━━━ THE INPUT
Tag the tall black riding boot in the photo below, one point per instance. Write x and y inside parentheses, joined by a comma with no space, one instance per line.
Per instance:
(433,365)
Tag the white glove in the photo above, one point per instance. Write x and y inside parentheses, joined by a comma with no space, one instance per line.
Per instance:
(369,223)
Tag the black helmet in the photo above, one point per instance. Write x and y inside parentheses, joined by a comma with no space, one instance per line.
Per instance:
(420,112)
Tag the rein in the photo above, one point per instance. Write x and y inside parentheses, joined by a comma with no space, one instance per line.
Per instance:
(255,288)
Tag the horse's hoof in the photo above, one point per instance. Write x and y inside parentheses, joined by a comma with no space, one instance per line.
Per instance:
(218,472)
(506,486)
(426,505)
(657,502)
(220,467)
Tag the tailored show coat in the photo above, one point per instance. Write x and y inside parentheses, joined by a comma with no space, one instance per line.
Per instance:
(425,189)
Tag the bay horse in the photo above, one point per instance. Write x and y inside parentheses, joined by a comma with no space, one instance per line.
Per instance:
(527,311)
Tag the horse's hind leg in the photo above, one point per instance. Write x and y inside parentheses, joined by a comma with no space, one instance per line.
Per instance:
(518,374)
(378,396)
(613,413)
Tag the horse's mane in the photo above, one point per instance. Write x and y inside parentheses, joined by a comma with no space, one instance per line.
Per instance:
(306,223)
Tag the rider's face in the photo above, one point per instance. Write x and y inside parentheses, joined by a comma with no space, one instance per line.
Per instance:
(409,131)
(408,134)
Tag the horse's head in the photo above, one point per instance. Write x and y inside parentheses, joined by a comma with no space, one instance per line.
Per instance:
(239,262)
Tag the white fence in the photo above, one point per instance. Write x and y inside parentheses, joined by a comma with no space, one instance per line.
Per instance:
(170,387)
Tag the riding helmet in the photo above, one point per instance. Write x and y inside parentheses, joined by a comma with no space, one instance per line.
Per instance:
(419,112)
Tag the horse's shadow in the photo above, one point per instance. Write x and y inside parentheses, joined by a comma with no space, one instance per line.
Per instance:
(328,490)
━━━━━━
PROMPT: Reproduce every one of the records above verbatim, keeping each line unchanged and in its original order.

SOLUTION TO THE EXERCISE:
Tag the tall black riding boot in the photo below, one point per instance. Write x and y inside parentheses, joined by a comma with no space, one instance per line.
Per instance:
(433,365)
Tag the white glove in the photo above, one point per instance. Write x and y inside parentheses, joined by a comma with no space, one instance per line.
Per instance:
(369,223)
Tag the black helmet in the photo above, one point per instance. Write x and y inside parentheses, joined by a comma with no space, one instance per line.
Per instance:
(420,112)
Tag the rein in the photo above, one point per instance. Write x and y inside parentheses, joined by a comma with no space, one instance per line.
Per instance:
(255,288)
Tag the horse's hoof in the photo above, one point per instance. Write x and y inside parentheses, joined by a comma with no space, one instance per line.
Per instance:
(218,472)
(506,486)
(426,505)
(657,502)
(220,467)
Tag the tailored show coat in the photo above, one point per instance. Write x and y inside parentheses, joined by a comma with no space, one instance per line.
Per instance:
(425,189)
Tag the bay horse in the photo above, one point per instance. Write x and y inside parentheses, joined by a comma with no space, one instance per line.
Per instance:
(527,311)
Tag the horse's hind leg in the photo above, one point per instance. Write x and y inside parentheses, joined by a comma with no space, one instance per line.
Per instance:
(518,374)
(378,396)
(613,413)
Tag the horse's mane in the photo above, one point per instance. Write x and y inside parentheses, joined by a comma with no space, one instance per line.
Per instance:
(306,223)
Tag the rider's face in the photo above, one point per instance. Write x and y inside parentheses, joined by a comma with no space, one instance per line.
Per instance:
(409,131)
(408,134)
Tag the horse's head in the photo above, one point per instance. Write x and y inside parentheses, joined by a comma with no space, one instance per line.
Per instance:
(239,262)
Tag the white fence in the photo above, one point per instance. Write x and y inside parentheses, joined by a comma with no space, one instance per line.
Per instance:
(170,387)
Tag the riding helmet in the photo above, one point per instance. Write x and y inside parentheses, joined by a comma with no space, one instance per line.
Per instance:
(419,112)
Tag the horse's shadow in the photo above, one point per instance. Write x and y inside parentheses, joined by a comma with no space, one instance per line.
Per instance:
(328,490)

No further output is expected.